● Text for analysis
--------

He underwent six weeks of combined chemo and radiotherapy, five days a week, before taking a break for Christmas. Only twice did he have to take the bus to St Luke's Hospital. Everywhere he turned a friend or neighbour from home was waiting with a car, ready to ferry him over and back. The treatment knocked him for six and lying flat on a table for 10 minutes at a time with a mask on his face was the worst part.
"I described it as a really bad helmet," he laughs. "It was beat into me. If you were claustrophobic you were in trouble. I lost my hair as well, but that didn't bother me. I shaved it all off. It's mostly back now."
He got word that his former Tipperary team-mates were organising a 6km run, days before Christmas, and sought to join that run. It's an amazing testament to him that, just seven weeks after having a brain tumour removed, he finished it in 30 minutes.
More importantly, on a dirty day in December, the people of Tipperary showed Connolly their appreciation, with thousands across all age groups turning out in atrocious conditions to run with him and lend their support. Each time he paused for breath, another hurler would urge him on. It galvanised everyone; the players insist that apart from raising funds for North Tipp Hospice it helped bond their team. They hope that unity will prevail when they tackle Limerick this afternoon.

--------

[Records from a collection]

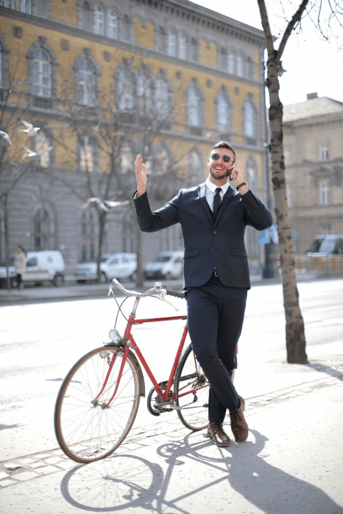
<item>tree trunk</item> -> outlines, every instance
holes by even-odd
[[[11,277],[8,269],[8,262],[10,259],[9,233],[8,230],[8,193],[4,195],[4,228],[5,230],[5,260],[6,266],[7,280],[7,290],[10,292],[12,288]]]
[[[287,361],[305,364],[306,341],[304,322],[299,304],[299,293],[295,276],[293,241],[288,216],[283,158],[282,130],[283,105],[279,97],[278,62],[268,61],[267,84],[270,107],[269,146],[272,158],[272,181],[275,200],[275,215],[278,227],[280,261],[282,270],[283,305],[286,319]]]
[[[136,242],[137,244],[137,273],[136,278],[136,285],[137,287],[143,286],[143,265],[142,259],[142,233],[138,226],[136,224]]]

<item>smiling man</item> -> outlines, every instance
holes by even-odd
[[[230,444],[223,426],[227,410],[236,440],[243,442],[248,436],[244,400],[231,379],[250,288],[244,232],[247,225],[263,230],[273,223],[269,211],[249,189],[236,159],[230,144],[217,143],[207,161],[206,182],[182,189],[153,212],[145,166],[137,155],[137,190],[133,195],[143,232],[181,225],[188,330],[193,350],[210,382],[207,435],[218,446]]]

--------

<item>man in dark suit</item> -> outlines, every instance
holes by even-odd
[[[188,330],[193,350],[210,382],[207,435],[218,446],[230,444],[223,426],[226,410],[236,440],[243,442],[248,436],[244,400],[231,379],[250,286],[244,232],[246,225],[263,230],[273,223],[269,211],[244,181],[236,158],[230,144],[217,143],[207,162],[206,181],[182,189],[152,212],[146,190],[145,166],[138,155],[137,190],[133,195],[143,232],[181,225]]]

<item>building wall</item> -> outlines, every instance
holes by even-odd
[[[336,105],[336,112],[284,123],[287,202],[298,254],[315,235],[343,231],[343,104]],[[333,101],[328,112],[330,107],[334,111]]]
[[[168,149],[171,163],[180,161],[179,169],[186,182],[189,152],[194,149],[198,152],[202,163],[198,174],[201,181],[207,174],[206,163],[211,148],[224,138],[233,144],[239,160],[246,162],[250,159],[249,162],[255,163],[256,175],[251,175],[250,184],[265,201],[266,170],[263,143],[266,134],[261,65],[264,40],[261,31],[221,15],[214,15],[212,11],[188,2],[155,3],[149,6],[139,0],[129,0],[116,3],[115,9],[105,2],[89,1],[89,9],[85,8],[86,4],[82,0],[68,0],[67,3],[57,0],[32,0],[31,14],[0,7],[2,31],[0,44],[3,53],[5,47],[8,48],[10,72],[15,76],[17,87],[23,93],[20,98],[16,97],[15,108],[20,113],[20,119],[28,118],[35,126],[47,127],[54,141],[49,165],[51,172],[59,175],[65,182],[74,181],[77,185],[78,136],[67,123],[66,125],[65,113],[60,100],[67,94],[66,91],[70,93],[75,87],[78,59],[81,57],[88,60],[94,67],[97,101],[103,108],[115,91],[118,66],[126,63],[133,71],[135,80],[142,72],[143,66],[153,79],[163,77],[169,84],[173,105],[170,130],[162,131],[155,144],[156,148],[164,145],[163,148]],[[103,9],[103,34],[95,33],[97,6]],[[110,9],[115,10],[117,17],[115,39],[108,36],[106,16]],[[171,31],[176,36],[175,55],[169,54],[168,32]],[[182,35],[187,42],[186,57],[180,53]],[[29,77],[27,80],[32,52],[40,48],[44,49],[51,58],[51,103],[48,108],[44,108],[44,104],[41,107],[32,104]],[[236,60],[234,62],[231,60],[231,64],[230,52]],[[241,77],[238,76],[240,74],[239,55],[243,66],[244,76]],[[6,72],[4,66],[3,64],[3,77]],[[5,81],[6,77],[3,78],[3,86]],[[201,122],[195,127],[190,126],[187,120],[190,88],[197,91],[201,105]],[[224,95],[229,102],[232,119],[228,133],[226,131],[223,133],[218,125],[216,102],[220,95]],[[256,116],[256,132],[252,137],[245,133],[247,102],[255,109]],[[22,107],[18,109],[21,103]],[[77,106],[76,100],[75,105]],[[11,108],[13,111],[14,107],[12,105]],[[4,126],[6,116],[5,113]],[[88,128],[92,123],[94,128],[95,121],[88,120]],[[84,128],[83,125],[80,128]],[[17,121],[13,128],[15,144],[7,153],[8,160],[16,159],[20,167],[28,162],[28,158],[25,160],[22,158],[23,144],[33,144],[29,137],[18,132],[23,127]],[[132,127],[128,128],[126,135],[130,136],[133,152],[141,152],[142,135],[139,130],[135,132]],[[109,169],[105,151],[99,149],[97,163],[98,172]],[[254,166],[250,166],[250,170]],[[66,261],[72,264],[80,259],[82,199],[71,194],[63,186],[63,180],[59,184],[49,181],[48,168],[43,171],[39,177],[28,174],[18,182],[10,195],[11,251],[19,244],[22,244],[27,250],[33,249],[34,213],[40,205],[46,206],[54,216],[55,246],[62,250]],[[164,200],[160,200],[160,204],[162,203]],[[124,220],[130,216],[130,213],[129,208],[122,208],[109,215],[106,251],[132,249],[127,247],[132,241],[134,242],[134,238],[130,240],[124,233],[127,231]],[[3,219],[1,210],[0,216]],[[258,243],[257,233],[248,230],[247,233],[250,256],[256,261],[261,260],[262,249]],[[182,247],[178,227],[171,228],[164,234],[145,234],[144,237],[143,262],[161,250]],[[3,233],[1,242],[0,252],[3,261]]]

--------

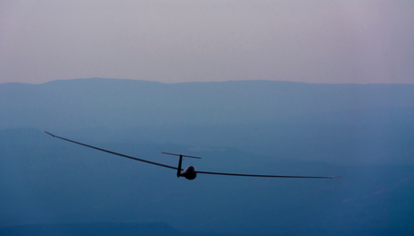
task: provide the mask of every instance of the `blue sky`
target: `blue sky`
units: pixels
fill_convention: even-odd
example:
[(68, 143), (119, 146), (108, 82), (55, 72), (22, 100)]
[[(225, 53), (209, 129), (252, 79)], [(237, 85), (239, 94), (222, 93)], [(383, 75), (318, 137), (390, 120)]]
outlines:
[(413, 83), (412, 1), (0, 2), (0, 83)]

--------

● Brief 1
Translate this sentence from the passage about Connolly's recovery into Spanish: "Each time he paused for breath, another hurler would urge him on."
● Brief 2
Carry on the passage about Connolly's recovery from the point where it stops.

● Reply 1
Cada vez que se detenía para recobrar el aliento, otro jugador de hurling lo animaba a seguir.

● Reply 2
Quietly, it also lifted Connolly. "Just to see so many familiar faces," he smiled. "Just to be back in and around the Tipp boys again . . . it was a big lift." And another step in his recovery. Another step closer to resuming his life and career; to shaping his own destiny.
"You must do whatever you have to do to make your own way. I don't like this 'why me?' attitude," he shrugs. "I have a great fighting chance and hopefully I'm taking it. I never really had dark moments, or broke down at any stage because I had such support."
He's back in the gym since March and already ramping up the free weights. He returned to work with AIB three weeks ago, easing himself in with half days. He wants to climb the career ladder further and once he gets a clean bill of health has that marked down as a priority.
"Playing the GAA charity match was another milestone," he reckons. "There is an incredible video from that game with stories of life after cancer. People can find it on YouTube or by hitting www.charitygaamatch.com. It will inspire others. For me, it was just brilliant getting back to play. But I've been getting boosts like that all along."
None more so than when Mickey Harte came to visit him last November. "I got great encouragement off Mickey and to see how he dealt with my parents who, like him, are very spiritual, was unreal. Mickey gave me a card with a prayer and when he later came down to present Loughmore with our medals another thing he said stuck in my mind. 'Tomorrow is another day'. Mickey's right – if I ever have a bad day tomorrow is another. And I always try to be better tomorrow."
All going well, and if the doctors agree, he'll be back hurling in five to six weeks. In 2013, before he went on the hunt for those two county senior titles, he had already spent nine months out of action after completely tearing his groin off the bone.
"I'm only a three-month man anyway," he laughs. "I usually only come back in July when the heavy stuff is done. Look, that's the plan – to get back soon. I'm in flying form again. Please God, I can fully recover and they can find a place for me again."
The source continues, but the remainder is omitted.